■ Brief
Repeat every line of the listing below exactly, minus the pictures.

■ Records for the exercise
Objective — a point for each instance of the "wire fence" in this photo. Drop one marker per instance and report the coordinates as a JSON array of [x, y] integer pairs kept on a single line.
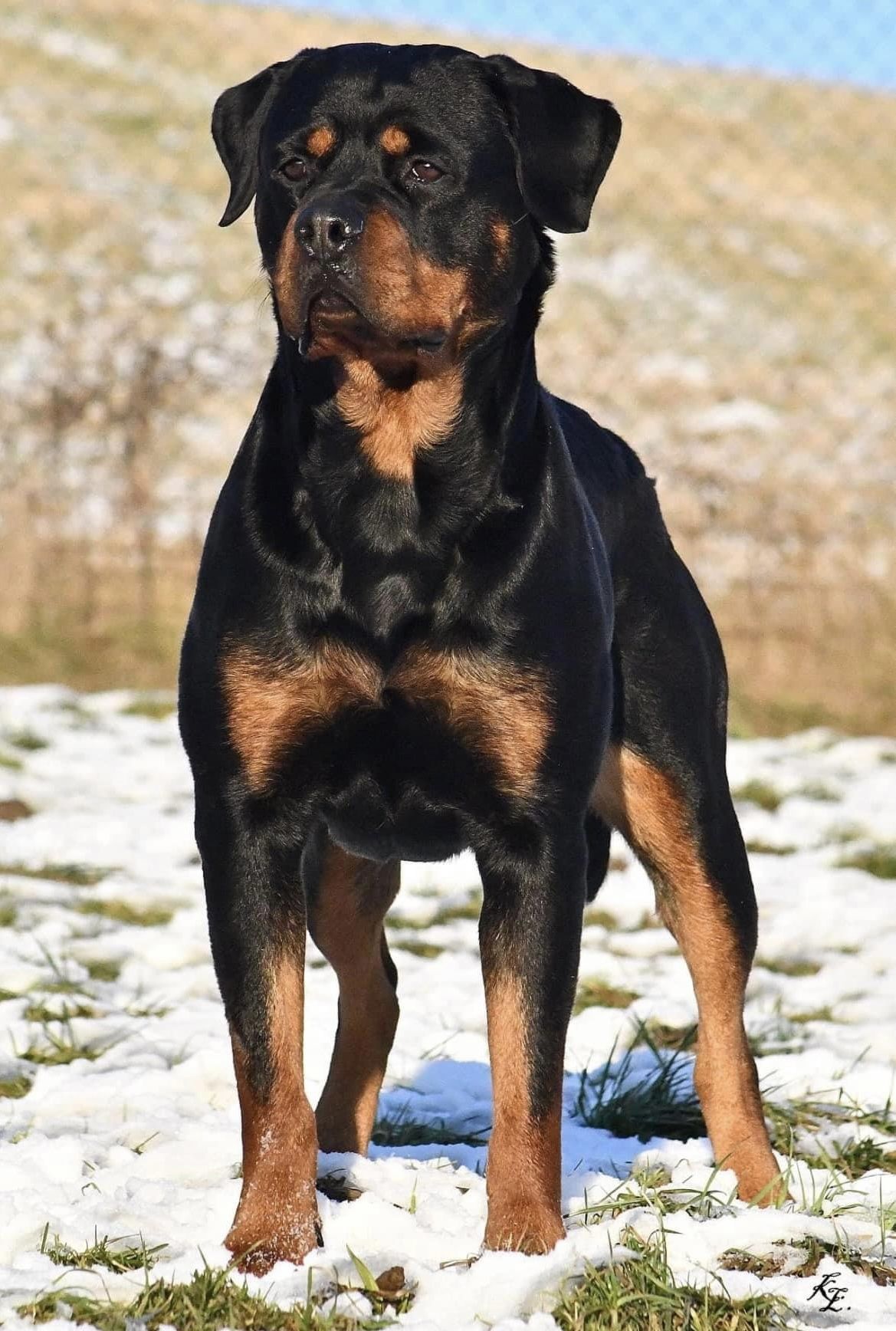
[[731, 312]]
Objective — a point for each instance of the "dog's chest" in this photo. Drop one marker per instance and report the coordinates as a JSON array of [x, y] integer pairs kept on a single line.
[[497, 710]]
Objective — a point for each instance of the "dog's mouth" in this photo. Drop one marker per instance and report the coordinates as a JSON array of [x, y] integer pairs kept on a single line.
[[330, 320]]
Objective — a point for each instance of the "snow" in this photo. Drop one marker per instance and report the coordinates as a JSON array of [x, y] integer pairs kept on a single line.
[[146, 1139]]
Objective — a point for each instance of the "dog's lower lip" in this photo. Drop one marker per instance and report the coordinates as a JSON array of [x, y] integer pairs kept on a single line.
[[330, 302], [428, 343]]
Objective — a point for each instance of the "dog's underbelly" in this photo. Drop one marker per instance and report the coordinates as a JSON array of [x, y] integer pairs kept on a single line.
[[368, 820]]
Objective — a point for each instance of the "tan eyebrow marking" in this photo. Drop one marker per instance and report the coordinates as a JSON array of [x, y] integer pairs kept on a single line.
[[320, 141], [395, 140]]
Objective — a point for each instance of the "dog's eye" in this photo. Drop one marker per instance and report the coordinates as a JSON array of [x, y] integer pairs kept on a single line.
[[294, 169], [425, 173]]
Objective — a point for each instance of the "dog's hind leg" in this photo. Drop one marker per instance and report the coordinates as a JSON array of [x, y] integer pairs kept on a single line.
[[704, 895], [663, 784], [348, 902], [597, 835]]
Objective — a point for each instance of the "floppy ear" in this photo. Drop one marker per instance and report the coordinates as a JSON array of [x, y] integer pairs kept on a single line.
[[565, 141], [236, 128]]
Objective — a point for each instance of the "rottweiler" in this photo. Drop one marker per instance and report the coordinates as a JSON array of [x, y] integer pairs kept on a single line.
[[437, 610]]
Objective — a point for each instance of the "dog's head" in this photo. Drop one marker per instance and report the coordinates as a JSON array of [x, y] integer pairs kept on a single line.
[[402, 191]]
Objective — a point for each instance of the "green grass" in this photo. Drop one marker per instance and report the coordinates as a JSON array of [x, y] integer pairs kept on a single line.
[[61, 1048], [103, 969], [812, 1114], [112, 1254], [14, 1088], [652, 1189], [153, 708], [776, 1262], [632, 1101], [819, 791], [27, 741], [879, 860], [76, 875], [598, 993], [402, 1129], [759, 792], [209, 1302], [881, 1271], [641, 1294], [41, 1012], [124, 913]]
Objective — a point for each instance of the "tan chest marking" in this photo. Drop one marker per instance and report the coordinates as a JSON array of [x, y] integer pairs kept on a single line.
[[397, 423], [500, 711], [272, 703]]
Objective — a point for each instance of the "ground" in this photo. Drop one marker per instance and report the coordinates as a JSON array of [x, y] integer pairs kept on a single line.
[[117, 1105]]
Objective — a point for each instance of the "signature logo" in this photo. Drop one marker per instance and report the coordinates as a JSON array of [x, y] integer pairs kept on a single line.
[[830, 1293]]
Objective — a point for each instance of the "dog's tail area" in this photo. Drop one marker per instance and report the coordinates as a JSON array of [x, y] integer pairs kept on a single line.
[[597, 835]]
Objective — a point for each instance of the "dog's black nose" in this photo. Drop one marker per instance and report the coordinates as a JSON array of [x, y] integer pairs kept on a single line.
[[328, 226]]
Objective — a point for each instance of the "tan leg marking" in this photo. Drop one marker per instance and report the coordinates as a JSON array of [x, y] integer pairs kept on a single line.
[[272, 703], [320, 141], [500, 710], [277, 1217], [648, 811], [395, 140], [350, 902], [523, 1172]]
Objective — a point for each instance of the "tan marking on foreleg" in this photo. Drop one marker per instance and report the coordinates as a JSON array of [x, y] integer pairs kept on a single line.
[[277, 1217], [523, 1172], [350, 902]]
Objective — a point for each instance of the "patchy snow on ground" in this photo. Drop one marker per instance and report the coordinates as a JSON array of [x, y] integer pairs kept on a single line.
[[140, 1139]]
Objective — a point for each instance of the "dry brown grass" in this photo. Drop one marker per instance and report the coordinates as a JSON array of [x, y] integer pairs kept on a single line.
[[726, 312]]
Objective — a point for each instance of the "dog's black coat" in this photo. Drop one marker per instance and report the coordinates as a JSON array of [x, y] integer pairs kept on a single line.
[[527, 539]]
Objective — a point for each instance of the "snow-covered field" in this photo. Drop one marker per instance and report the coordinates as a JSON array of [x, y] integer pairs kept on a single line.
[[137, 1137]]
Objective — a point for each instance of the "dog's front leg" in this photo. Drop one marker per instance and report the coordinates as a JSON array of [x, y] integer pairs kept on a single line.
[[256, 909], [530, 932]]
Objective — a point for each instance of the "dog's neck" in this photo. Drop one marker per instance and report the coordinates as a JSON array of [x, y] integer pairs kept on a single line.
[[329, 504]]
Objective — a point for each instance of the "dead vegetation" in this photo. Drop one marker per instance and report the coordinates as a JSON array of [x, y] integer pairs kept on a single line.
[[727, 313]]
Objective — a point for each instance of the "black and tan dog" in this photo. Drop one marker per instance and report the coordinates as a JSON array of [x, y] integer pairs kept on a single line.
[[438, 609]]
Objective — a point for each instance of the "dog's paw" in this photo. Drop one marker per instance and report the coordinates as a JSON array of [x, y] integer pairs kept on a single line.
[[258, 1246], [522, 1226]]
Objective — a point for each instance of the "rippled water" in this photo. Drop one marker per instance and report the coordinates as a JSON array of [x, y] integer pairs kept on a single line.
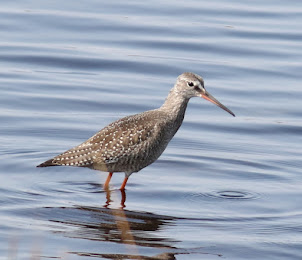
[[224, 188]]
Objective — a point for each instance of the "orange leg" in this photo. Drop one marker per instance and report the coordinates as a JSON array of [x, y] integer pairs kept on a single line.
[[124, 183], [106, 184]]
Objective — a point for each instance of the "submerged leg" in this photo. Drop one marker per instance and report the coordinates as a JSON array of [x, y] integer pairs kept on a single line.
[[124, 183], [106, 184]]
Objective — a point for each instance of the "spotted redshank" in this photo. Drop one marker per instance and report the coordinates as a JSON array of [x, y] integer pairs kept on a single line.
[[133, 142]]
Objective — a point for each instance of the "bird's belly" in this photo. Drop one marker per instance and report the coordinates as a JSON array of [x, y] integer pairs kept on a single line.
[[132, 162]]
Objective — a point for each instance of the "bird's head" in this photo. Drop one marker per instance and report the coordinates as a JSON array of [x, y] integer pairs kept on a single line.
[[192, 85]]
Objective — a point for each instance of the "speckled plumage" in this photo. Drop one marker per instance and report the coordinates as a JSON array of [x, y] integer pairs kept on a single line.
[[133, 142]]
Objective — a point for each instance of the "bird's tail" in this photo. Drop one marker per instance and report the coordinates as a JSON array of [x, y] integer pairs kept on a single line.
[[49, 162]]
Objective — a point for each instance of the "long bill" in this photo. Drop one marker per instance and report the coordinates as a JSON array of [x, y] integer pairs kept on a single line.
[[210, 98]]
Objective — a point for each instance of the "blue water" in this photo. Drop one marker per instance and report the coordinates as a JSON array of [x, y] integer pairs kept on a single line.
[[225, 188]]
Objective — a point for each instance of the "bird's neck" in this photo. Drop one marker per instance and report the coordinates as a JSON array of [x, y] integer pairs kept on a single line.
[[175, 105]]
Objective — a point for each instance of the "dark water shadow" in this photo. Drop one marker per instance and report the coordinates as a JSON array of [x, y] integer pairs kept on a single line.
[[129, 231]]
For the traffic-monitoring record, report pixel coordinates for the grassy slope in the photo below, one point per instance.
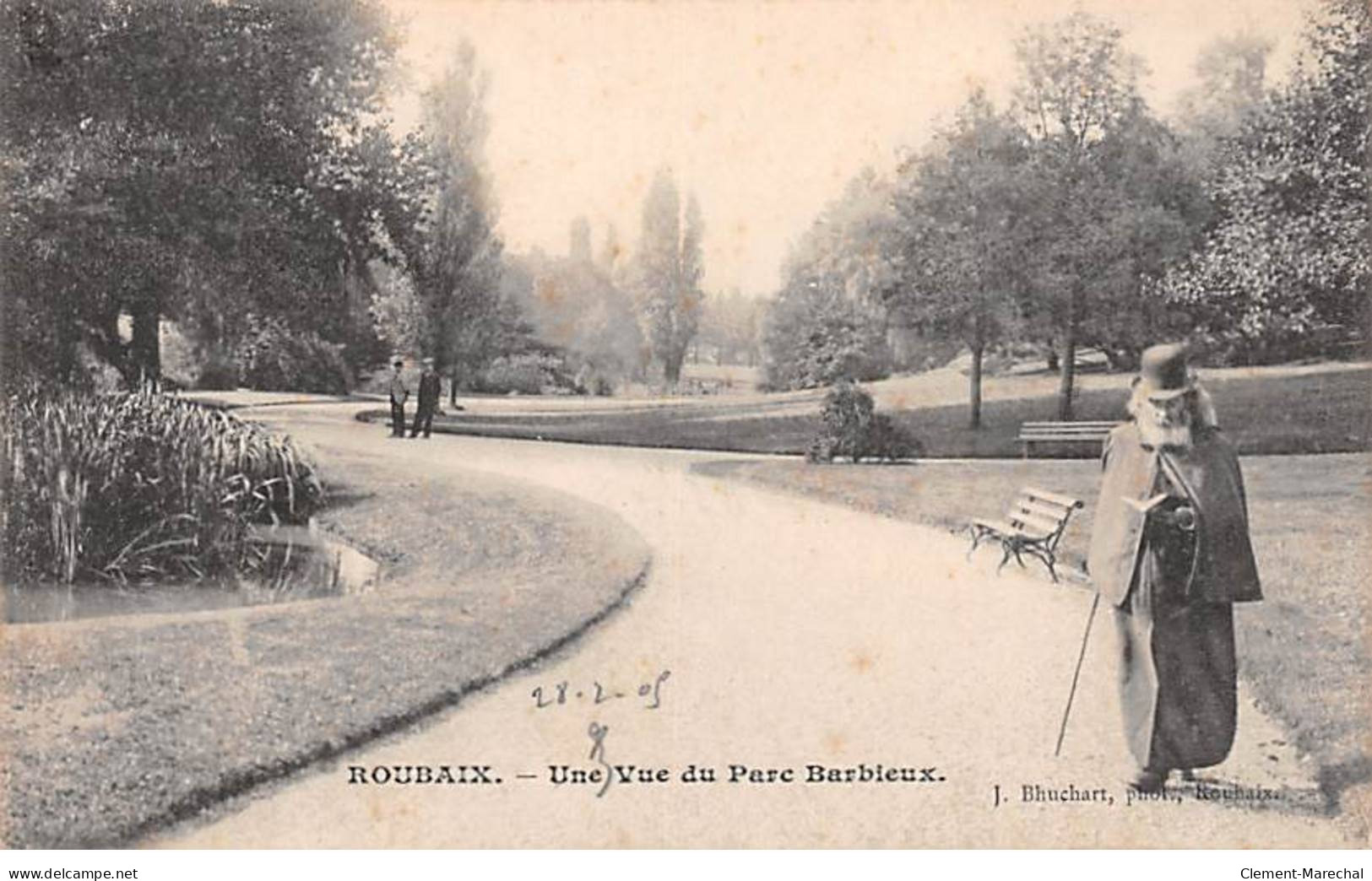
(1266, 414)
(117, 727)
(1304, 649)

■ Response
Objective — a point for each instance of the "wire fence" in this photo. Drop one marker per instance and report the coordinates as a JSON array of [x, y] integer pairs kept on a single line.
[[731, 312]]
Objective — a point for each instance of the "dog's chest" in this photo. Drop one marker per instance and report the coordinates as a JSON array of [x, y] integer pairs kept on a single line.
[[497, 710]]
Objective — a point for each instance of the "dog's mouth" in this photo. Drop one marker per instance and report the coordinates as a JSON array of [x, y] integer pairs kept on a single line.
[[330, 320]]
Objective — a point for each instance of the "snow" in this photo. Drop one marker per instance and report the coordinates as a JSON array of [x, y] integer pairs kept on a single line.
[[146, 1139]]
Objective — a point for each instance of the "dog's lower lip" in this photo. Drop one marker per instance and report the coordinates as a JSON array of [x, y] integer pairs kept on a single line.
[[330, 302], [428, 343]]
Objective — a point for each instance of the "dog's underbelly" in this photo. Drop one marker per instance and report the coordinates as a JSON array of [x, y] integer pairs kept on a single line.
[[368, 820]]
Objective — a point for each instance of the "tan eyebrow marking" in this photo. Drop one marker per instance and report the coordinates as a JSON array of [x, y] integer pairs kept on a single line.
[[320, 141], [395, 140]]
Objective — a point for each instance of the "dog's eye" in this photo. Drop one marker per instance and report the coordinates as a JSON array of [x, y] integer pairs kept on a single line.
[[294, 169], [425, 173]]
Objective — a point for each instance of the "dog's hind leg" in this photo. Drop one marker per instance and report the coordinates as a JSON array of [x, y] integer pairs kept on a single line.
[[704, 895], [663, 784], [348, 902], [597, 835]]
Objective — a point for each instance of the "floppy ear" in this photo. Drop one marker per instance and report the coordinates as a JSON array of [x, y] integer pairs kept on a single line.
[[565, 141], [236, 128]]
Objective — a point for each instance of the "rottweiler" in this photo. Drop one marker per instance and report the coordinates as a JSON array of [x, y] integer pairs kept on a single line.
[[437, 610]]
Objective — a point for each instance of the "dog's head" in this photo. Drop one marker per instance and report the coordinates as a JSON array of [x, y] integer pairs kept on a single line.
[[402, 191]]
Objective — a point for each instance of the "green grass" in this photo. Drop one marker per instance and report the coordinates as a JSON array of [x, y] integer pairs kept on a single line.
[[61, 1048], [103, 969], [812, 1114], [112, 1254], [14, 1088], [652, 1189], [153, 708], [776, 1262], [632, 1101], [819, 791], [27, 741], [879, 860], [76, 875], [598, 993], [402, 1129], [759, 792], [209, 1302], [881, 1271], [641, 1294], [41, 1012], [124, 913]]
Objective — a point for each instance of the "tan chest marking" in this photo. Drop one marker per instance and report the coordinates as a JSON array of [x, y] integer pairs kept on a single line.
[[397, 423], [500, 711], [272, 703]]
Objective — a point for each instance of the "ground" in this photo. Drop one marker per instance and report the coordinates as a JSON array of [x, y] integer pairs kept on a single line.
[[117, 1105]]
Objective — a point for each instance of the "signature logo" in this photo. Drop one marker per instance and report the coordinates as a JSON array of [x, y] integer pairs kept on a single line.
[[830, 1293]]
Objective — a point for each instance of the "dog's tail area" in this photo. Drop one marker per instance and report the coordinates as a JSON array of [x, y] integer pairs kept on a single line.
[[597, 835]]
Objective — a point for each instance of the "dog's black nose" in this photo. Drop one marker per instance and report the coordinates as a JSON array of [x, y] integer pairs kept on a single line.
[[328, 226]]
Objective — a point for each instance of the "tan leg marking" in this photo. Drop one marker per instance and report the coordinates as a JSON array of [x, y] integer pairs kept on a single line.
[[272, 703], [320, 141], [500, 710], [277, 1217], [648, 811], [395, 140], [350, 902], [523, 1172]]
Objective — a point for each instance of the "tan marking on foreleg" in this photo. Drop one marker per instance and report the coordinates as a JSON array of [x, y] integer pairs kept on a single line.
[[277, 1217], [523, 1172], [350, 902]]
Objective — a point for each instance of the "patchy snow on ground" in this photo. Drop one marker per instance and report the coordinates as a JSON array of [x, y] integer pairs kept on a single line.
[[140, 1139]]
Objective — a point for each instance of the "dry brown grass" in this photo. Drop one marker per instance and report the coordinates as a JSON array of [x, y] integer pairs kept on a single line.
[[726, 312]]
Objective — a point for each instance of the "dog's black coat" in this photo. Drop one marker per instance and report the coordinates as a JSON array of [x, y] integer pairs kept on a single line.
[[527, 539]]
Objective — a point for each instance of the "snow-covered field" in this photo. Drop one marker per instance and report the coordinates as a JSON array of [x, y] integer pairs kept on a single line.
[[137, 1137]]
Objective — a point for each instance of the "dog's front leg" in this photo. Drop one marker per instance and report the coordinates as a JSON array of [x, y] integer pairs kept on a single line.
[[256, 909], [530, 932]]
Objective — a point for each instance of the "dog's neck" in this photo. Drop one marker per instance and report the coordinates as a JSON array of [x, y] integer pairs kept on a single line.
[[329, 504]]
Objective — a point for each instance of the "dead vegetation" in this photo. Drop one marker per instance and report the coordinates as a JSON array of [x, y] integer pairs kept on a single line.
[[727, 313]]
Objective — a point for each instance of the "black and tan dog" in this photo. Drop one marker per instance and report the coordinates as a JSON array of [x, y] integer pairs kept on a single line.
[[438, 609]]
Objective — a point for each instance of the "dog's paw" in this photo. Drop one marker per instance and report the coordinates as a JSON array of [x, y] integer pairs kept on a single line.
[[258, 1246], [522, 1226]]
Objective — a point for each instance of the "rippled water" in this photo. Drop one marker per instance and report the coordinates as a JSON array of [x, y] integer pairs kept on a single line.
[[224, 188]]
Objective — a point for each instance of the "orange leg" in this photo. Drop one marker per instance and report the coordinates as a JSON array of [x, y] integer pairs kept on a single line.
[[124, 183], [106, 184]]
Objective — a point for each instance of the "submerged leg" in this photo. Drop one marker per instance and report the coordinates as a JSON array of [x, y] integer pairs kept on a single line.
[[124, 183], [106, 184]]
Objective — a point for each instance of the "spotted redshank" in this photo. Drop one marker per instance and report the coordinates as a JSON array of [x, y] integer pairs kept on a single line.
[[133, 142]]
Objective — a point for each instance of the "bird's belly" in this photo. Drop one marker per instance and report the coordinates as a JSON array of [x, y] integer pairs kept on a single line.
[[132, 162]]
Objective — a point for each instance of the "bird's head" in this photo. Drop one marker per instance and report the coordinates as a JSON array of [x, y] integer pairs kept on a single line.
[[192, 85]]
Objective — a point for each instance of the "speckled plumage" in this photo. Drop one marker per instance and report the coordinates as a JSON array of [x, y] integer pairs kept on a single line.
[[133, 142]]
Objective — a point for each instance of the "bird's tail" in this photo. Drop one marker per instance and report the coordinates as a JSON array of [x, y] integer pairs kept on a single line.
[[49, 162]]
Objective — a point for each instance of the "long bill" in this photo. Drop one marker per instance and report the coordinates as a JSON array of [x, y] integer pairs kept on a single line.
[[210, 98]]
Objective — a point for each instance of the "blue water" in this photo. Drop one marker per instance and report the coordinates as a JSON array of [x, y] integer pairs kept on a single line.
[[225, 188]]
Objective — a point for each instance of the "bird's neck" in this photo. Drop one marker per instance and report the coordinates as a JSON array of [x, y] integer pairs kept on a single line.
[[175, 105]]
Objective — a point for each instance of the "dark water shadow" in this photo. Drop one marker per instance and report the coordinates as a JSON array of [x, y] integer pairs kept on a single line.
[[129, 231]]
For the traffic-monitoring record, report pixel coordinates for the grassy slope in the photo below, one point per instance.
(1266, 414)
(117, 727)
(1304, 649)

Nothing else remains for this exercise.